**GOAL OF THE EXERCISE**
Repeat verbatim the lines of the records from the one containing "task | place a point on the bird's orange" through the last line of the records, including both ends.

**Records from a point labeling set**
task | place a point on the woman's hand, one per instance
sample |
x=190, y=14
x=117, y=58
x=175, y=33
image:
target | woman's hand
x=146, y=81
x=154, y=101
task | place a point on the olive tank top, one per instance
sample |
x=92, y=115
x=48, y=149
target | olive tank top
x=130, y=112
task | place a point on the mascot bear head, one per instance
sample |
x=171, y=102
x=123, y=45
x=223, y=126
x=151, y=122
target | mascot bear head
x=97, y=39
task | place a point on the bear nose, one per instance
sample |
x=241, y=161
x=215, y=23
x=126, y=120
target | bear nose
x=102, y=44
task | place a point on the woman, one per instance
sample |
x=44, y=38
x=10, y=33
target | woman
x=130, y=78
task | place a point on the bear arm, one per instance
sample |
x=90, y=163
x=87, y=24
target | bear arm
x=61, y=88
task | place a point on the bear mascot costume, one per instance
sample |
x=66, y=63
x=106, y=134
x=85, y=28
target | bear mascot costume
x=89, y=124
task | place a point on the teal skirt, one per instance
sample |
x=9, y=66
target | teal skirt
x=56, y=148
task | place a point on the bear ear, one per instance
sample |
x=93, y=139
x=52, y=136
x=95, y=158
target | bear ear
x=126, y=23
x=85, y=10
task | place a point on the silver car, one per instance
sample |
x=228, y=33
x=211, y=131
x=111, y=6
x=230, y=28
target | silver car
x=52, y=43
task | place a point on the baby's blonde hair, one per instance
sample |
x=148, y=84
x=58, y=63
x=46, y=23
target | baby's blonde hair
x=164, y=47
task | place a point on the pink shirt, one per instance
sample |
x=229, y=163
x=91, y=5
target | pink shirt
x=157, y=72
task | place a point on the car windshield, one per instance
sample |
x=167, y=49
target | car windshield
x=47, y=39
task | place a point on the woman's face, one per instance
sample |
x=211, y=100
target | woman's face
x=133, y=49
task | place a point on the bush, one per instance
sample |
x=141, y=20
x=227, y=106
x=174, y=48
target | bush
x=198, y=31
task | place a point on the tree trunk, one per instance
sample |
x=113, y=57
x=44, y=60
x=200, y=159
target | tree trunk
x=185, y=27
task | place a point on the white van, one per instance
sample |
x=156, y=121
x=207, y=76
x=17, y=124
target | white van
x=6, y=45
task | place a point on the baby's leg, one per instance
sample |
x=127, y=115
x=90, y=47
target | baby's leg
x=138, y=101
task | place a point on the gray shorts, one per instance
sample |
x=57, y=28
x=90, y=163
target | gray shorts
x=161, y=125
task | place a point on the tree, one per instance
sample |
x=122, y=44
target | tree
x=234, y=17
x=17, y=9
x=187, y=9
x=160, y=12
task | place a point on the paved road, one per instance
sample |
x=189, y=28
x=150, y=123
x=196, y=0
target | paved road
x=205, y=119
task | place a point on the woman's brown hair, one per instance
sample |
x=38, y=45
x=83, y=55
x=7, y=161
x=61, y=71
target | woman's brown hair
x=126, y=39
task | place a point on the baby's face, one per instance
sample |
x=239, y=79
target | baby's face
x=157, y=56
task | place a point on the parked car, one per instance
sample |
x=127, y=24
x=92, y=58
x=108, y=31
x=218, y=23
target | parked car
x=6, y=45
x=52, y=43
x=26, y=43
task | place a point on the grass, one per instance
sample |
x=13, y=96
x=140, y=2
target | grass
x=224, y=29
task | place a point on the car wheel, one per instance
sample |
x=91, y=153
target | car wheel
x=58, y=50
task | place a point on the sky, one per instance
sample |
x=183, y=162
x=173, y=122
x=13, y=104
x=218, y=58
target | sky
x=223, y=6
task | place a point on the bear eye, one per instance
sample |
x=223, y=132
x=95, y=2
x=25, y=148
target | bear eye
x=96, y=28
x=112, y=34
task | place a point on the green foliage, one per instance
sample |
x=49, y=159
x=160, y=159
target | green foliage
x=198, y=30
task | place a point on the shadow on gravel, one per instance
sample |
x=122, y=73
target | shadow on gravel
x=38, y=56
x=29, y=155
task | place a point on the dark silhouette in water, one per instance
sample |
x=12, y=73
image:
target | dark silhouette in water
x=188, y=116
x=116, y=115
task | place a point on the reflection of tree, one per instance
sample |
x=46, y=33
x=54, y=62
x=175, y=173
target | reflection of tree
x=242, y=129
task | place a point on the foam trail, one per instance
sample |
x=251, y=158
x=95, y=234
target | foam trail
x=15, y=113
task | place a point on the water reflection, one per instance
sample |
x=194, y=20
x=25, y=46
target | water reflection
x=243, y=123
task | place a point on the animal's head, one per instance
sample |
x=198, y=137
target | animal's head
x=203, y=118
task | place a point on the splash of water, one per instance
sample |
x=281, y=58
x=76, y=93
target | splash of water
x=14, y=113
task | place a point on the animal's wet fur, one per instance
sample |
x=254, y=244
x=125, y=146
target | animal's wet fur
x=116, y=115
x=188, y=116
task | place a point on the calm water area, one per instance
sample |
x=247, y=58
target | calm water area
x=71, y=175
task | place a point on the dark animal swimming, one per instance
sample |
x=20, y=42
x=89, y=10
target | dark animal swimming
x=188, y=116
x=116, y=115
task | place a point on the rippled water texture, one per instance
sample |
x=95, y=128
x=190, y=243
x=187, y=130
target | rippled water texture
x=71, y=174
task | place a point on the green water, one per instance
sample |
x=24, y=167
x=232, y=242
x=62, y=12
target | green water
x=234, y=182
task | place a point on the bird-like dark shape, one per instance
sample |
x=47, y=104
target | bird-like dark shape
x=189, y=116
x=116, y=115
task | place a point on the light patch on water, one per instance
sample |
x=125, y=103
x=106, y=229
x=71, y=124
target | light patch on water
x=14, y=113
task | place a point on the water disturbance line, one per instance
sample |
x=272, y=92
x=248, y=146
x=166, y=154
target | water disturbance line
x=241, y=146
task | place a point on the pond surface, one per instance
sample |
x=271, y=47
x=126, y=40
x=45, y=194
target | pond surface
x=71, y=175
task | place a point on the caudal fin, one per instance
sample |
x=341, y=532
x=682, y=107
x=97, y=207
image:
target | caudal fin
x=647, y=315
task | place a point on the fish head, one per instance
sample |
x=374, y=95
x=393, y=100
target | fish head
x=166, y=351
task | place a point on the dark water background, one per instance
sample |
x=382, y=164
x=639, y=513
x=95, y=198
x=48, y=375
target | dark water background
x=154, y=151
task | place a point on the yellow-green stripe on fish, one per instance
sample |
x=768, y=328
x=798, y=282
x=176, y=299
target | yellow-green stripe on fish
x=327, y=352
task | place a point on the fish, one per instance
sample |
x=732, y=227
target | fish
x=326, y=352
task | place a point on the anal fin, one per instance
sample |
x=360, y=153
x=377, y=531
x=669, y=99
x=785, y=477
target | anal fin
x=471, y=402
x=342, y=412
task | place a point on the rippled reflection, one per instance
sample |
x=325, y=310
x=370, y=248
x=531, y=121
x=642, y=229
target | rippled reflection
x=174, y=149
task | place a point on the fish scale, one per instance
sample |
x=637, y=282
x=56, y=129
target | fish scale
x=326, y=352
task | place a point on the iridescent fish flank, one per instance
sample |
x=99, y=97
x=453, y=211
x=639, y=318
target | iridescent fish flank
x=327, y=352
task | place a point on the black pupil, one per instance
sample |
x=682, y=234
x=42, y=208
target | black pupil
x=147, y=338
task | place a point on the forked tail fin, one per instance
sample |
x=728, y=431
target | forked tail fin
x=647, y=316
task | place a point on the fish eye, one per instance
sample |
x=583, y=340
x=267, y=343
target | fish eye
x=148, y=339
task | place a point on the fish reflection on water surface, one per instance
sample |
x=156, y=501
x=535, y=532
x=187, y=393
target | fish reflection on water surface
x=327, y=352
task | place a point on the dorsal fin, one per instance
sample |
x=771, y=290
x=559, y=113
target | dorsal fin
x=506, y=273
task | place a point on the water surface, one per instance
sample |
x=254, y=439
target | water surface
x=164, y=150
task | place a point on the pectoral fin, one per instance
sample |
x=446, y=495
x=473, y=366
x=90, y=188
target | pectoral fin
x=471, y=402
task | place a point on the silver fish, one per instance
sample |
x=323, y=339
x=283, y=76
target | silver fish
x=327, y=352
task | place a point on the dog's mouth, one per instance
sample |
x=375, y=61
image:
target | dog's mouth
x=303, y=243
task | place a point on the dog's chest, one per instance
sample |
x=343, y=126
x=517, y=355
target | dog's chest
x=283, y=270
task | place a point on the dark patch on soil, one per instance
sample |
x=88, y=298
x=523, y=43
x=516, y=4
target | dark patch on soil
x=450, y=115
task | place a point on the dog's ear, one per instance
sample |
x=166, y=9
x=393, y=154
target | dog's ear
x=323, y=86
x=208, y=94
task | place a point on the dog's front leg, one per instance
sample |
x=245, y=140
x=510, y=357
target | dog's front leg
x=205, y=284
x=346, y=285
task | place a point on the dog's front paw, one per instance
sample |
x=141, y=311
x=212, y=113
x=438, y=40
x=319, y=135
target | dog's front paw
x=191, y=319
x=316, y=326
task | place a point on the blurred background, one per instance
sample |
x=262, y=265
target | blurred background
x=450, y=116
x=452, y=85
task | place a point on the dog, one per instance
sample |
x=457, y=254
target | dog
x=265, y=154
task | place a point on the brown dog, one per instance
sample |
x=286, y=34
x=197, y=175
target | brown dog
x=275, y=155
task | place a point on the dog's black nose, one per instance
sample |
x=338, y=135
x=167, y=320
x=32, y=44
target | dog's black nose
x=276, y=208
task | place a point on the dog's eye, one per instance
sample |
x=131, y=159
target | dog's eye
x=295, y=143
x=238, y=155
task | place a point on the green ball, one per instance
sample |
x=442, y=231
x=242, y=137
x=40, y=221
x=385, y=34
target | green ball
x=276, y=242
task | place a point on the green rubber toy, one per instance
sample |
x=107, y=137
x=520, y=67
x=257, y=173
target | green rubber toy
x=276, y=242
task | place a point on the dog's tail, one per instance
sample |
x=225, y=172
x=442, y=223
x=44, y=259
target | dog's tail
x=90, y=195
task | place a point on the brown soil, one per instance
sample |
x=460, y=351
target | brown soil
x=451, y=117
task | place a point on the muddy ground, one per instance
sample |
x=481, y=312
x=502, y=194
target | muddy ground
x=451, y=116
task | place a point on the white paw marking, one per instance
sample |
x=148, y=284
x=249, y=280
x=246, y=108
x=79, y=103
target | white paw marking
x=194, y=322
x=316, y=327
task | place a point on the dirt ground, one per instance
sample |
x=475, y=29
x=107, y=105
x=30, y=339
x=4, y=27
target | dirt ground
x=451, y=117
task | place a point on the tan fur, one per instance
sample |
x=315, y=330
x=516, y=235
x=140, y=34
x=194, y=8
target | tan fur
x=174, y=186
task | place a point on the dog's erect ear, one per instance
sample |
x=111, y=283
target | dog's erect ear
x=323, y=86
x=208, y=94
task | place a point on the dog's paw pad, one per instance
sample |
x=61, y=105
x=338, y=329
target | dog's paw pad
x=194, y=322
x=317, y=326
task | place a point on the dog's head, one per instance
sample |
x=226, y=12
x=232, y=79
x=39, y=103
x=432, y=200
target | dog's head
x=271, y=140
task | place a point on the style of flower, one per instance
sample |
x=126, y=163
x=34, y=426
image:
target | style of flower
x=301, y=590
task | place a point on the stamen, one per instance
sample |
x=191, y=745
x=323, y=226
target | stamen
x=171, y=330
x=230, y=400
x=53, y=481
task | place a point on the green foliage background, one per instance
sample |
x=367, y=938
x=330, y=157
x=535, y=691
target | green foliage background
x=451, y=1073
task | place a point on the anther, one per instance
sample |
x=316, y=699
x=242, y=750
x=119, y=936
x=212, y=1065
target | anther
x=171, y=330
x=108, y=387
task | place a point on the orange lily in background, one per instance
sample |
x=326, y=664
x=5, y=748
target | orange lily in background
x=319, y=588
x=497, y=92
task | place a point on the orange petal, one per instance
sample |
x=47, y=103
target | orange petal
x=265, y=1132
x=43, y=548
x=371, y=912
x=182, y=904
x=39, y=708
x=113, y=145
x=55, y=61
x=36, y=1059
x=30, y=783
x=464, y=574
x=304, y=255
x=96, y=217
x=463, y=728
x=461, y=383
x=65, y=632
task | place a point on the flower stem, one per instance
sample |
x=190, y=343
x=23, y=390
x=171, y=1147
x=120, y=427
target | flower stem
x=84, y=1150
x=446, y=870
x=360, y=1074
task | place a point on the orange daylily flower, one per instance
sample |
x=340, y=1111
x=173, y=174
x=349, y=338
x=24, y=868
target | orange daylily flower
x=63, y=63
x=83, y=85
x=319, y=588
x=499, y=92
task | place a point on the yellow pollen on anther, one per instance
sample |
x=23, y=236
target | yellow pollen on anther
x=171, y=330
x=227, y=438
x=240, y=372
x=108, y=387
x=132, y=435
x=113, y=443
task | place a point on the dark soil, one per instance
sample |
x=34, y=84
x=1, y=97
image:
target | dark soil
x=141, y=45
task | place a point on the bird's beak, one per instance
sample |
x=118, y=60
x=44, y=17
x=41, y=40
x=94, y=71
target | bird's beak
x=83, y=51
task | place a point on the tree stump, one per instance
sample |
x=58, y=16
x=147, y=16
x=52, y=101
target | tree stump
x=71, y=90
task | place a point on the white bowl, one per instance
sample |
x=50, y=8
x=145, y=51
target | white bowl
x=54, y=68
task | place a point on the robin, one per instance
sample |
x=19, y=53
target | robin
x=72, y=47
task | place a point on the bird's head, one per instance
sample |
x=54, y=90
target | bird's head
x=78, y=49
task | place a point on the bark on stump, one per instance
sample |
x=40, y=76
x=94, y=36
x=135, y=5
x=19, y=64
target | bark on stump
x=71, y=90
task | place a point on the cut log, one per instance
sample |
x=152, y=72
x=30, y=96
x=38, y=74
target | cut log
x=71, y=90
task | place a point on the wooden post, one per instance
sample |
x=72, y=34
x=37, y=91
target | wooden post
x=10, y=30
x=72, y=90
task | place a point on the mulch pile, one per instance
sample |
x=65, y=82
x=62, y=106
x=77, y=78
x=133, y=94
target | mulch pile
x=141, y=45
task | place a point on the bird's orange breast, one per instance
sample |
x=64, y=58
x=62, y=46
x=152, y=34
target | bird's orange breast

**TASK OUTPUT**
task | place a point on the bird's orange breast, one per instance
sample |
x=64, y=58
x=62, y=46
x=152, y=34
target | bird's orange breast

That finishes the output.